— start Provided information —
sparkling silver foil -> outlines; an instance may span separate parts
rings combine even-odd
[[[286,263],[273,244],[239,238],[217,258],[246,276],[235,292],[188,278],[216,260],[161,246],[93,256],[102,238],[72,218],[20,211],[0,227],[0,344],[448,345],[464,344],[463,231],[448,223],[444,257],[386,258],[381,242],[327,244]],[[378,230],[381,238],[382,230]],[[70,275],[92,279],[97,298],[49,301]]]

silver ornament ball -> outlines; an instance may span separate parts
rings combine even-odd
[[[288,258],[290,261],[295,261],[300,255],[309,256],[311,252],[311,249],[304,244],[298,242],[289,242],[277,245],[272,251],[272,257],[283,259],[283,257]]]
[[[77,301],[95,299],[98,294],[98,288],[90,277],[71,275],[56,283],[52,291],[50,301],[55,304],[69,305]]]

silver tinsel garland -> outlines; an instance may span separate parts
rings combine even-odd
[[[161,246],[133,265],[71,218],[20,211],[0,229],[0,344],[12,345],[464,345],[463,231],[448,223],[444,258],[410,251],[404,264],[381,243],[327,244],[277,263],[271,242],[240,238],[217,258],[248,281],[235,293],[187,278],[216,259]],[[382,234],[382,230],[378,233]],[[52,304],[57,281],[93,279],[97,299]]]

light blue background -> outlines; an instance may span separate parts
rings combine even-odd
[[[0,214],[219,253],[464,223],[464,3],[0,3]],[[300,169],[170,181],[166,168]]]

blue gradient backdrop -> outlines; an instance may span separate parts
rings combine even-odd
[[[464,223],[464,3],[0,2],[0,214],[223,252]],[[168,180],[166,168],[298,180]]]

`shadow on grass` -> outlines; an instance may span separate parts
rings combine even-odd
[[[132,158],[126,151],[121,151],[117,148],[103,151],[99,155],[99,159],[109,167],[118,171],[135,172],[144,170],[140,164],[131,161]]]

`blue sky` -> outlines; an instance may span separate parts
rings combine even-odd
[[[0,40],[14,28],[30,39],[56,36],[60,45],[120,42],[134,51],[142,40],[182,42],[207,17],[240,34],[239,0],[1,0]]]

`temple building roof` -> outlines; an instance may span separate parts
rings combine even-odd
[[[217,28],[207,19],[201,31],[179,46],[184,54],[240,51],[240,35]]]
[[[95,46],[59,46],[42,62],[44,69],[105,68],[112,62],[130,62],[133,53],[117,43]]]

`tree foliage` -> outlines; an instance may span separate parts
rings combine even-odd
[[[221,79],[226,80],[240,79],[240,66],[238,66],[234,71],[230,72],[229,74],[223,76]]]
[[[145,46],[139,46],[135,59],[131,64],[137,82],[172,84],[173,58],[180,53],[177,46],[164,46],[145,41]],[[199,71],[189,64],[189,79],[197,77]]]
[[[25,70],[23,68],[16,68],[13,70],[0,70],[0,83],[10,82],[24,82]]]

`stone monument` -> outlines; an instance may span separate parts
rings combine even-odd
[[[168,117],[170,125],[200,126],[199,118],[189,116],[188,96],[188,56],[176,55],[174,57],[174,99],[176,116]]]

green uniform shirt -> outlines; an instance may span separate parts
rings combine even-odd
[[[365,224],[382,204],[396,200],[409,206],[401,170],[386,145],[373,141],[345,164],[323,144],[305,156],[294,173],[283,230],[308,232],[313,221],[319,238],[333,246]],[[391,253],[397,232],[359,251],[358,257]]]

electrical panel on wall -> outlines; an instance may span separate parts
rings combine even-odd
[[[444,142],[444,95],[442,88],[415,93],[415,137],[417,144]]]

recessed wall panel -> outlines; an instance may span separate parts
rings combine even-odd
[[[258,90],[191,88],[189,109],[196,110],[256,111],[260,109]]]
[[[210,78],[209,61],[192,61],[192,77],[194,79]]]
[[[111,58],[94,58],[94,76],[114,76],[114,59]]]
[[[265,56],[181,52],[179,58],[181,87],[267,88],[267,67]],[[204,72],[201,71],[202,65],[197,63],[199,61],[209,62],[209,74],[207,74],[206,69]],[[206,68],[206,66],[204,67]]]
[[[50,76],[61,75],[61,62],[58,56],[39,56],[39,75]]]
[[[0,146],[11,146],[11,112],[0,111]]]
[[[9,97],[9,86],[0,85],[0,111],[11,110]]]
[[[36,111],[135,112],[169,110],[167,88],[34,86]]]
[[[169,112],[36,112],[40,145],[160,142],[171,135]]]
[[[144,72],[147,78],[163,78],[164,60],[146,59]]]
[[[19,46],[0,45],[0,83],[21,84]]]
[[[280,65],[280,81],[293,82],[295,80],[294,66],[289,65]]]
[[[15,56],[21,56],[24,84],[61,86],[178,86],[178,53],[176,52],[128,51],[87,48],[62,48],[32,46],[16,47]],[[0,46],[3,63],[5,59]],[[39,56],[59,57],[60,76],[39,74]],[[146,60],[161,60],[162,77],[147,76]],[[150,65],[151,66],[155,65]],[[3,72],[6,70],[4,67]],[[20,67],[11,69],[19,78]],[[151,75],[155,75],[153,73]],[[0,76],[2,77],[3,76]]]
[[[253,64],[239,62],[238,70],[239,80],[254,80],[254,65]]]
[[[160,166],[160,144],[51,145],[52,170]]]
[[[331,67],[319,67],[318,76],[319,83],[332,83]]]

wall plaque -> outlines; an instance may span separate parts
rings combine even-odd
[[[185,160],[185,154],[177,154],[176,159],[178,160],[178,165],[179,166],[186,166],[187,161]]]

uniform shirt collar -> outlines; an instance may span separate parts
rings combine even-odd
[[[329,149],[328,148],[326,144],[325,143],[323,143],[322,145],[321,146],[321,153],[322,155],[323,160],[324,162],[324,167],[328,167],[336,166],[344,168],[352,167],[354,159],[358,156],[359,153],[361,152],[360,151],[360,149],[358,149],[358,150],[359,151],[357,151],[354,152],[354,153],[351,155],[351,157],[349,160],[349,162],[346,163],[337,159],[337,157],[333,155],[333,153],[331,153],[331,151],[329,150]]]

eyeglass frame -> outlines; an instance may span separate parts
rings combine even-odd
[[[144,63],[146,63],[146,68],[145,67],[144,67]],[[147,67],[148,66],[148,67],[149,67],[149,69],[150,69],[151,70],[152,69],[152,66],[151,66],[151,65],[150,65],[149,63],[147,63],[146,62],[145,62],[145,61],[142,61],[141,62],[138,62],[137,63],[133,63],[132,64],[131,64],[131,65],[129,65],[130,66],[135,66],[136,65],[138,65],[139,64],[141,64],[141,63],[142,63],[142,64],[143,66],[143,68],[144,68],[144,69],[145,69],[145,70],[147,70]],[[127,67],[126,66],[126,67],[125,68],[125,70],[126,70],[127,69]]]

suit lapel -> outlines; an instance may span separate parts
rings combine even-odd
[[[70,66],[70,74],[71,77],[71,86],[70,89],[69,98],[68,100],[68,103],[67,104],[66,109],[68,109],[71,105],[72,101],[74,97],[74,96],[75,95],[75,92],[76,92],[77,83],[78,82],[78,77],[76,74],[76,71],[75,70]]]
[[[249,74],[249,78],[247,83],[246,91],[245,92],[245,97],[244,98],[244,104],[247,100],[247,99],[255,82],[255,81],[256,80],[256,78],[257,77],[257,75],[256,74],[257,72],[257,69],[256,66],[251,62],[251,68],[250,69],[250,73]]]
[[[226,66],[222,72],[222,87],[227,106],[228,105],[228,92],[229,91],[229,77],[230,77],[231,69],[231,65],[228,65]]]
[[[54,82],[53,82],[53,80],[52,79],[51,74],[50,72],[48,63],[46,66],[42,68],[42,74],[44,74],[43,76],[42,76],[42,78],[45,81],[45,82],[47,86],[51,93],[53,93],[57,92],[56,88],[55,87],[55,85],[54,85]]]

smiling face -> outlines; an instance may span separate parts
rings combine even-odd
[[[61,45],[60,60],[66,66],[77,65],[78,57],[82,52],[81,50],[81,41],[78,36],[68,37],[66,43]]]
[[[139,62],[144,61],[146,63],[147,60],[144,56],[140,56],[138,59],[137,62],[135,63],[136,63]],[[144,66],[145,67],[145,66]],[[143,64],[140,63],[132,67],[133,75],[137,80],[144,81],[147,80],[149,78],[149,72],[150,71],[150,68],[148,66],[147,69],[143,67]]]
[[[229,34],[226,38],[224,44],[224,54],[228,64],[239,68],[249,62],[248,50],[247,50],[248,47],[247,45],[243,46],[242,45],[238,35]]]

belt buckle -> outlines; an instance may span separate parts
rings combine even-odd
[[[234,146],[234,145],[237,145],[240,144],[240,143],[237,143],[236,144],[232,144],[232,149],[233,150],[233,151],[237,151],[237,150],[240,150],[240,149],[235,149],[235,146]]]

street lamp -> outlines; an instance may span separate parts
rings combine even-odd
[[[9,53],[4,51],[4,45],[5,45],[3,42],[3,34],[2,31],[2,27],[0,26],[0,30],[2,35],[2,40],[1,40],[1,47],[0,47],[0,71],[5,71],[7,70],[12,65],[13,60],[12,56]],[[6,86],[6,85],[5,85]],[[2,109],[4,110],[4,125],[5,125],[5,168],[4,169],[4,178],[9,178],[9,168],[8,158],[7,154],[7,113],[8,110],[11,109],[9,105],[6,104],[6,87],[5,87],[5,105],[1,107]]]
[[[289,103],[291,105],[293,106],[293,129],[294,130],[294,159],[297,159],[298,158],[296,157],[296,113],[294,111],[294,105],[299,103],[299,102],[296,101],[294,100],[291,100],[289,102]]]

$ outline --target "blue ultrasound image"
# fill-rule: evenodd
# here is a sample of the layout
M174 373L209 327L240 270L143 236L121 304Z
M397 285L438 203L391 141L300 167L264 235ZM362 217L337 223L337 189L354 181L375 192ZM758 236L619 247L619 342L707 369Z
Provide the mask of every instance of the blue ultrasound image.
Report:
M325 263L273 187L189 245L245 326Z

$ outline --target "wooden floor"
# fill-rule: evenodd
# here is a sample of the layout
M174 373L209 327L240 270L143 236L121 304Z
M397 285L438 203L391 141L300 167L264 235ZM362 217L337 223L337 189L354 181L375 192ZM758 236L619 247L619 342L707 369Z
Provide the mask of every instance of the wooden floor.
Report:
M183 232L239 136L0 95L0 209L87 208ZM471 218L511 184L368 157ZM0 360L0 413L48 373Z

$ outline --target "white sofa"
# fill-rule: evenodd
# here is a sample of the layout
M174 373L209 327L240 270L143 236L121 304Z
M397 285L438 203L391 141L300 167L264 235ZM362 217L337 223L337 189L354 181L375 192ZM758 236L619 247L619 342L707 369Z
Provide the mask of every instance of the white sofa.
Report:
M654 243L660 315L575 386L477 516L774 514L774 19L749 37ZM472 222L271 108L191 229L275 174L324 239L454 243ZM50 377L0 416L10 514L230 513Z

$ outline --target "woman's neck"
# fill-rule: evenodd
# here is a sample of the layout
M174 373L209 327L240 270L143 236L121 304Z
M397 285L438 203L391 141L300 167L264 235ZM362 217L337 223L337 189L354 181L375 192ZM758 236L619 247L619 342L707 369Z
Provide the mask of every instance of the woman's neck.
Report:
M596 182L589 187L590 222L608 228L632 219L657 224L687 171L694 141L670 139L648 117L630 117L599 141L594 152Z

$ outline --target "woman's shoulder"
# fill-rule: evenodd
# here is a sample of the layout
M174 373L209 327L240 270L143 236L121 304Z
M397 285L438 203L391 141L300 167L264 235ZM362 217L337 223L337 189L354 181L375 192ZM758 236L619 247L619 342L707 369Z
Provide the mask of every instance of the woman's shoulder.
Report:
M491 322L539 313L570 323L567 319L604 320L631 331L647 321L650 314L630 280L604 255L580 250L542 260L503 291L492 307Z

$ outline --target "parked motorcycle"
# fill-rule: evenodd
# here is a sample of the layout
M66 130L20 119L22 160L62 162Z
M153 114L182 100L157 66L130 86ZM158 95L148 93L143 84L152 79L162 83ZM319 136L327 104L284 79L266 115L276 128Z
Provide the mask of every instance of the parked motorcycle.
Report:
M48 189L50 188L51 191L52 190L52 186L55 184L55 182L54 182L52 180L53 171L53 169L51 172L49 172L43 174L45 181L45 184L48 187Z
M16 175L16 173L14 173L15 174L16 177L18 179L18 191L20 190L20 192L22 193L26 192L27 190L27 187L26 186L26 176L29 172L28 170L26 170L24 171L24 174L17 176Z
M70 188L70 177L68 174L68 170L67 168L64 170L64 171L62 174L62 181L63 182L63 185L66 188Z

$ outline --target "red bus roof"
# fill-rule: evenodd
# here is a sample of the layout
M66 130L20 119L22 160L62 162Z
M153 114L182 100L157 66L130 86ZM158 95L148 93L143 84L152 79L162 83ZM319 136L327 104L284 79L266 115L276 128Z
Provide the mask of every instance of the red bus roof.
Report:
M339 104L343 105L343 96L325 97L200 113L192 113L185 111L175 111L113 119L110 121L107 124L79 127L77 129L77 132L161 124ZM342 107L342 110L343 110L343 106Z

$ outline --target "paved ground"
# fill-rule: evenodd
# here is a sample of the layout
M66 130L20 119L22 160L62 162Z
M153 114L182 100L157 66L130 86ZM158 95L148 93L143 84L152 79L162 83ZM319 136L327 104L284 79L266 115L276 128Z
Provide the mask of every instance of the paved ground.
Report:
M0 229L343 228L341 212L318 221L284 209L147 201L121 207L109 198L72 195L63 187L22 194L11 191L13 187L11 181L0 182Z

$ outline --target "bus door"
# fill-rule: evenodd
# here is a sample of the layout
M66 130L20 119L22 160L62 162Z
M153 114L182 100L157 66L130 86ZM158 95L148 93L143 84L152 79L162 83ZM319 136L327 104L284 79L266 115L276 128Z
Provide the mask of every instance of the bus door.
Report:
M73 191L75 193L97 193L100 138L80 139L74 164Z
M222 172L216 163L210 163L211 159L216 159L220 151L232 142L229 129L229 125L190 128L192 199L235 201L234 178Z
— end Provided information —
> Challenge
Pull out every line of the items above that contains the string "mask", matching upper and lower case exactly.

> Answer for this exercise
Provide the mask of every instance of the blue ultrasound image.
Provide the mask of every instance of the wooden floor.
Provide the mask of every instance of the white sofa.
Provide the mask of every instance of the woman's neck.
Provide the mask of every instance of the woman's shoulder.
Provide the mask of every instance of the parked motorcycle.
Provide the mask of every instance of the red bus roof.
Provide the mask of every instance of the paved ground.
Provide the mask of every instance of the bus door.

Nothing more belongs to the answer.